Will you give the material below again, every line exactly as it is?
··· INFORMATION GIVEN
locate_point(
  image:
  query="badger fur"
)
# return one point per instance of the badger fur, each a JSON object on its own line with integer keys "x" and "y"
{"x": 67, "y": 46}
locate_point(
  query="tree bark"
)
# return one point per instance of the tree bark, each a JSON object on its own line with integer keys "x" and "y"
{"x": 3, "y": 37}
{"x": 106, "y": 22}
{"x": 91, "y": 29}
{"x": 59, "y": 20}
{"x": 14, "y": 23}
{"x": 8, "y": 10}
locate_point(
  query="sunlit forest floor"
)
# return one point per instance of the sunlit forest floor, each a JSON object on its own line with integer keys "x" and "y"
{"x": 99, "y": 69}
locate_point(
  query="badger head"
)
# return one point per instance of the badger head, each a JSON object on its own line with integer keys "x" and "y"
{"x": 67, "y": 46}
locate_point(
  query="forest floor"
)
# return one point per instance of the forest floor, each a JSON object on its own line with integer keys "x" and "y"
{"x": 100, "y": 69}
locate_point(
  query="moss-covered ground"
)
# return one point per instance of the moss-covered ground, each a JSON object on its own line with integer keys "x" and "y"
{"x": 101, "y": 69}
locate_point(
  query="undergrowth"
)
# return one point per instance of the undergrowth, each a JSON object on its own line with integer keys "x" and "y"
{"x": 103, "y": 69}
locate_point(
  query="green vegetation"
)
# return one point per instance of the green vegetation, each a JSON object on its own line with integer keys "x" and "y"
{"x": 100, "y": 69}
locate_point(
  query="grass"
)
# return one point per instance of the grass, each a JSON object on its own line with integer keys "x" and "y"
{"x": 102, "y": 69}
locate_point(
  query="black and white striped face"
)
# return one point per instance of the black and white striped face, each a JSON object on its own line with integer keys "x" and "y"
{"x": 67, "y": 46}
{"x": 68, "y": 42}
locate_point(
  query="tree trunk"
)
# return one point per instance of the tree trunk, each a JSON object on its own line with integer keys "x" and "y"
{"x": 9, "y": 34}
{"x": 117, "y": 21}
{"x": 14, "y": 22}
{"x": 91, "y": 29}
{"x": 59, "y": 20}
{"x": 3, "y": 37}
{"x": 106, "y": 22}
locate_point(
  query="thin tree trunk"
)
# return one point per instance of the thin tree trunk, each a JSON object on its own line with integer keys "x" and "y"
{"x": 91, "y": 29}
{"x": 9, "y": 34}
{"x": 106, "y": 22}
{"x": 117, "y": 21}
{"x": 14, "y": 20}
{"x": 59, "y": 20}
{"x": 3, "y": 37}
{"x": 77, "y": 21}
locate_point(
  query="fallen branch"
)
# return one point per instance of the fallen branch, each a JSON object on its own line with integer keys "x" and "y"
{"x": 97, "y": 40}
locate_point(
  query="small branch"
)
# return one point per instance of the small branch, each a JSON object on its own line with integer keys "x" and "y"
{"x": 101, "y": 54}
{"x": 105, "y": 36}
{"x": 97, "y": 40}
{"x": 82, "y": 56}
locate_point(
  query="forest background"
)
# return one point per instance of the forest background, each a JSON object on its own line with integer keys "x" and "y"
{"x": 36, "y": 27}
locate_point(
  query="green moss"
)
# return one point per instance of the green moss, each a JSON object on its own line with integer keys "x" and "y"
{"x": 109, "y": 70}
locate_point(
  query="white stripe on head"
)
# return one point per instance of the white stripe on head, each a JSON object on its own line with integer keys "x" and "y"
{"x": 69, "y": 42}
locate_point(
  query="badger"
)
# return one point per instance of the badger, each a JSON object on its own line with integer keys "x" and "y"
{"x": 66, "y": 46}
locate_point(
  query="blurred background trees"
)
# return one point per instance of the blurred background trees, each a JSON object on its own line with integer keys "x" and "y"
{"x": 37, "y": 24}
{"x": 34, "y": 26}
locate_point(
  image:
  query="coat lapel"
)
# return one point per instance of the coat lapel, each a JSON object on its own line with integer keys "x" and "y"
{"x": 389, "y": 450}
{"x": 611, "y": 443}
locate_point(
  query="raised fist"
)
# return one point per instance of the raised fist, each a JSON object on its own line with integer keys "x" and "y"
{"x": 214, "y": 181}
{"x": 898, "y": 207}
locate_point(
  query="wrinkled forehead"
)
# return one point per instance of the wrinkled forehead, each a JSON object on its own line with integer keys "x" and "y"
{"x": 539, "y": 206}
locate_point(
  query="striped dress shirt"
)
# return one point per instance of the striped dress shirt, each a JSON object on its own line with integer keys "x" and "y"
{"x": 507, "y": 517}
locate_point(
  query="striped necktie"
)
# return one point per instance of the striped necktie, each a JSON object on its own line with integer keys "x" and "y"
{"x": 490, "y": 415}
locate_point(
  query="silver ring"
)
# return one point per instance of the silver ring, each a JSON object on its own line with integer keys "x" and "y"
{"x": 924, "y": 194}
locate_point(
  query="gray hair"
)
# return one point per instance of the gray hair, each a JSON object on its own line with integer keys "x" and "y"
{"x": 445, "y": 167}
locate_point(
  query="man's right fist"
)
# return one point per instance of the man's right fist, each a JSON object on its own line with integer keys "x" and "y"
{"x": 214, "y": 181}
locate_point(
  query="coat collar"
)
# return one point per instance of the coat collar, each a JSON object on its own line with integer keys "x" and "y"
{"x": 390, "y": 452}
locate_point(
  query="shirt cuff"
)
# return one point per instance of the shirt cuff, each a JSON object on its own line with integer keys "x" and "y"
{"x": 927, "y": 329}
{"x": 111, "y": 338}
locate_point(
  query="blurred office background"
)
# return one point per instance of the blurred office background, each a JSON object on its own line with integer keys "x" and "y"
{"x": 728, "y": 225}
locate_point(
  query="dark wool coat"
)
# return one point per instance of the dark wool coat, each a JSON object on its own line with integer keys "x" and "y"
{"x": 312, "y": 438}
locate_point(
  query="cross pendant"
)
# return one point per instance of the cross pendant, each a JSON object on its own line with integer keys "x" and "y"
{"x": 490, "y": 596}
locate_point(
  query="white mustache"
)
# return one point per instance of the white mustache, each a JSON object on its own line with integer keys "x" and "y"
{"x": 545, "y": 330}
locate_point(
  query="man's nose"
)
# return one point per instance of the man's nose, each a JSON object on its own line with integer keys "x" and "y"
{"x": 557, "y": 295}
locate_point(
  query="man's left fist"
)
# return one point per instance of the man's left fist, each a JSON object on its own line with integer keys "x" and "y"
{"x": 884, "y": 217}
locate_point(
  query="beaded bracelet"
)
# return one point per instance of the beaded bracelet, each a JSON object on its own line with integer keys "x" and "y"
······
→ **TASK SOLUTION**:
locate_point(
  image:
  query="badger fur"
)
# return one point per instance of the badger fur, each a JSON object on its own line with integer keys "x" and "y"
{"x": 67, "y": 46}
locate_point(
  query="tree bark"
)
# return one point per instance of the tree bark, each a JSON object on its own line with integer keys "x" and "y"
{"x": 3, "y": 37}
{"x": 106, "y": 22}
{"x": 91, "y": 29}
{"x": 59, "y": 20}
{"x": 14, "y": 23}
{"x": 8, "y": 10}
locate_point(
  query="sunlit forest floor"
)
# return one point per instance of the sunlit forest floor, each a JSON object on its own line with integer keys "x" and "y"
{"x": 99, "y": 69}
locate_point(
  query="badger head"
)
# return one point per instance of the badger head, each a JSON object on its own line with integer keys "x" and "y"
{"x": 67, "y": 46}
locate_point(
  query="forest floor"
)
# return one point per instance of the forest floor, each a JSON object on its own line with integer keys "x" and "y"
{"x": 100, "y": 69}
locate_point(
  query="moss-covered ground"
)
# return one point per instance of the moss-covered ground, each a JSON object on its own line with integer keys "x" and "y"
{"x": 101, "y": 69}
locate_point(
  query="undergrowth"
)
# return one point per instance of the undergrowth, each a JSON object on its own line with integer keys "x" and "y"
{"x": 103, "y": 69}
locate_point(
  query="green vegetation"
)
# return one point per instance of the green vegetation, each a JSON object on its own line with integer keys "x" and "y"
{"x": 100, "y": 69}
locate_point(
  query="grass"
)
# return one point per instance of the grass, each a JSON object on its own line with integer keys "x" and "y"
{"x": 102, "y": 69}
locate_point(
  query="black and white striped face"
)
# return one point per instance of the black and white striped face, each a JSON object on its own line with integer keys "x" and "y"
{"x": 67, "y": 46}
{"x": 68, "y": 42}
locate_point(
  query="tree trunk"
)
# return one point per instance of the tree trunk, each a JSON object on its own line with integer keys "x" and "y"
{"x": 9, "y": 34}
{"x": 117, "y": 21}
{"x": 14, "y": 22}
{"x": 91, "y": 29}
{"x": 59, "y": 20}
{"x": 3, "y": 37}
{"x": 106, "y": 22}
locate_point(
  query="thin tree trunk"
)
# return one point per instance of the thin tree trunk, each a JSON object on its own line with integer keys "x" and "y"
{"x": 91, "y": 29}
{"x": 9, "y": 34}
{"x": 106, "y": 22}
{"x": 117, "y": 21}
{"x": 14, "y": 20}
{"x": 59, "y": 20}
{"x": 3, "y": 37}
{"x": 77, "y": 21}
locate_point(
  query="fallen branch"
)
# return one point per instance of the fallen branch, each a JSON object on its own line with integer keys "x" and "y"
{"x": 97, "y": 40}
locate_point(
  query="small branch"
)
# return one point per instance of the small branch, each a JSON object on its own line with integer keys "x" and "y"
{"x": 101, "y": 54}
{"x": 105, "y": 36}
{"x": 97, "y": 40}
{"x": 82, "y": 56}
locate_point(
  query="forest background"
)
# return one point per instance of the forest background, each a JSON object on its own line with integer keys "x" and "y"
{"x": 36, "y": 27}
locate_point(
  query="green moss"
)
# return one point per instance of the green moss, each a JSON object on its own line with integer keys "x" and "y"
{"x": 109, "y": 70}
locate_point(
  query="white stripe on head"
)
# return one point per instance of the white stripe on head, each a JSON object on its own line with integer keys "x" and "y"
{"x": 69, "y": 42}
locate_point(
  query="badger"
)
# return one point per instance of the badger, each a JSON object on its own line with integer keys "x" and "y"
{"x": 66, "y": 46}
locate_point(
  query="blurred background trees"
)
# return one point per instance of the blurred background trees, each a JSON object on its own line with integer keys "x" and "y"
{"x": 37, "y": 24}
{"x": 34, "y": 26}
locate_point(
  image:
  query="coat lapel"
)
# return one point per instance of the coat lapel, each a JSON object on its own line with integer keys "x" and "y"
{"x": 389, "y": 450}
{"x": 611, "y": 443}
locate_point(
  query="raised fist"
)
# return one point per instance of the raised fist, each a JSON object on its own line with integer keys "x" and "y"
{"x": 214, "y": 181}
{"x": 898, "y": 207}
locate_point(
  query="wrinkled forehead"
)
# return one point per instance of the wrinkled forehead, each a JSON object on its own line with integer keys "x" and "y"
{"x": 539, "y": 206}
locate_point(
  query="striped dress shirt"
)
# return one point per instance of the striped dress shirt, each a JSON object on its own line with integer keys "x" and "y"
{"x": 507, "y": 517}
locate_point(
  query="striped necktie"
)
# return one point per instance of the striped necktie, each a JSON object on its own line with integer keys "x" and "y"
{"x": 490, "y": 415}
locate_point(
  query="silver ring"
)
# return one point per instance of the silver ring, each a JSON object on its own line with integer keys "x" and "y"
{"x": 924, "y": 194}
locate_point(
  query="gray hair"
)
# return one point per instance of the gray hair, each a JSON object on its own line with integer keys "x" and "y"
{"x": 445, "y": 167}
locate_point(
  query="man's right fist"
)
# return one point per instance of the man's right fist, each a JSON object on its own line with integer keys "x" and "y"
{"x": 214, "y": 181}
locate_point(
  query="coat collar"
)
# return one point per instance of the coat collar, each a JSON object on its own line with integer keys "x" and "y"
{"x": 390, "y": 452}
locate_point(
  query="shirt cuff"
)
# return one point per instance of the shirt cuff, each a JSON object on its own line with integer keys "x" and "y"
{"x": 927, "y": 329}
{"x": 111, "y": 338}
locate_point(
  query="blurred office background"
)
# return one point per instance of the blurred office background, each a JSON object on its own line with integer keys "x" and "y"
{"x": 728, "y": 225}
locate_point(
  query="dark wool coat"
)
# return one point per instance of the dark wool coat, each a JSON object on its own line with integer keys "x" and "y"
{"x": 312, "y": 438}
locate_point(
  query="cross pendant"
)
# return one point per instance of the cross pendant, each a JSON object on its own line with integer keys "x" and "y"
{"x": 490, "y": 596}
locate_point(
  query="white mustache"
)
# return one point per instance of the white mustache, each a JSON object on its own line with integer keys "x" and "y"
{"x": 545, "y": 330}
locate_point(
  query="man's nose"
)
# return one point per instance of the man's nose, each a JSON object on its own line with integer keys "x" and "y"
{"x": 557, "y": 295}
locate_point(
  query="man's left fist"
)
# return one point per instance of the man's left fist, each a JSON object on its own line with integer keys "x" and "y"
{"x": 884, "y": 217}
locate_point(
  query="beaded bracelet"
)
# return one point per instance of the beaded bracelet, each a JSON object on its own line with integer keys "x" and "y"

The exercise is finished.